[Opening RECORDS SHOWN section]

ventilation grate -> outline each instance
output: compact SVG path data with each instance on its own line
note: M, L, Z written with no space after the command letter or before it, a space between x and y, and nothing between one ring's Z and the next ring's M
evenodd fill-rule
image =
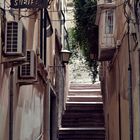
M7 23L7 53L16 53L18 50L18 23Z
M30 76L31 72L30 72L30 68L31 68L31 53L29 51L27 51L27 63L28 64L25 64L22 66L22 69L21 69L21 75L23 77L26 77L26 76Z
M28 50L26 53L26 64L19 66L19 79L36 79L36 58L33 50Z

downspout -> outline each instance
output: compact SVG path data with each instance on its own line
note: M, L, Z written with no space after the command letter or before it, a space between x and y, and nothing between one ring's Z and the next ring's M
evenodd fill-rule
M12 68L9 82L9 140L13 140L13 74Z
M139 50L139 132L140 132L140 50ZM140 133L139 133L139 138L140 138Z
M118 59L117 59L118 60ZM122 140L122 120L121 120L121 114L122 114L122 111L121 111L121 91L120 91L120 65L119 65L119 60L118 60L118 77L119 77L119 80L118 80L118 89L119 89L119 93L118 93L118 112L119 112L119 140Z
M121 126L121 95L119 92L119 140L122 139L122 126Z
M42 55L42 45L43 45L43 9L40 10L40 58L43 58Z
M46 66L46 54L47 54L47 9L44 9L44 65Z
M50 85L45 83L43 113L43 140L50 140Z
M130 50L130 38L129 38L129 20L128 20L128 101L129 101L129 130L130 130L130 140L133 140L133 97L132 97L132 65L131 65L131 50Z

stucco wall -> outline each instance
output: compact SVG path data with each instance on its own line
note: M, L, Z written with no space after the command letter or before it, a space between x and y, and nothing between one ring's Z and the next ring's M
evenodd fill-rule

[Closing RECORDS SHOWN section]

No picture is to appear in the copy; every entry above is otherwise to be printed verbatim.

§ **REPLY TO THE TASK**:
ventilation grate -> outline each instance
output: compact SVG path data with each instance on its own line
note: M, L, Z written with no space after the command letter or before it, a space between x and y, and nothing between one ring's Z and the next ring's M
evenodd fill-rule
image =
M7 23L7 53L16 53L18 50L18 23Z
M30 76L31 72L30 72L30 68L31 68L31 53L29 51L27 51L27 63L28 64L25 64L22 66L22 69L21 69L21 75L23 77L26 77L26 76Z
M28 50L26 53L26 64L19 66L19 79L36 79L36 58L33 50Z

downspout -> outline each instance
output: compact SVG path data with each instance on its own line
note: M, L, Z written with no space after the command letter or before it, a space between x and y, and nothing between one ring's Z and the next ring's M
evenodd fill-rule
M12 68L9 82L9 140L13 140L13 74Z
M139 50L139 132L140 132L140 50ZM140 133L139 133L139 138L140 138Z
M118 59L117 59L118 60ZM122 140L122 120L121 120L121 114L122 114L122 111L121 111L121 91L120 91L120 65L119 65L119 60L118 60L118 77L119 77L119 80L118 80L118 89L119 89L119 93L118 93L118 112L119 112L119 140Z
M121 126L121 95L119 92L119 140L122 139L122 126Z
M42 55L42 45L43 45L43 9L40 10L40 58L43 58Z
M46 66L46 54L47 54L47 9L44 9L44 65Z
M50 85L45 83L43 113L43 140L50 140Z
M130 50L130 38L129 38L129 20L128 20L128 101L129 101L129 130L130 130L130 140L133 140L133 97L132 97L132 65L131 65L131 50Z

stucco wall -> outline each instance
output: compact SVG path data with each instance on its own line
note: M, L, Z written with no space after the command letter or before it, a space between x and y, and nothing between one ring's Z and the next ring's M
evenodd fill-rule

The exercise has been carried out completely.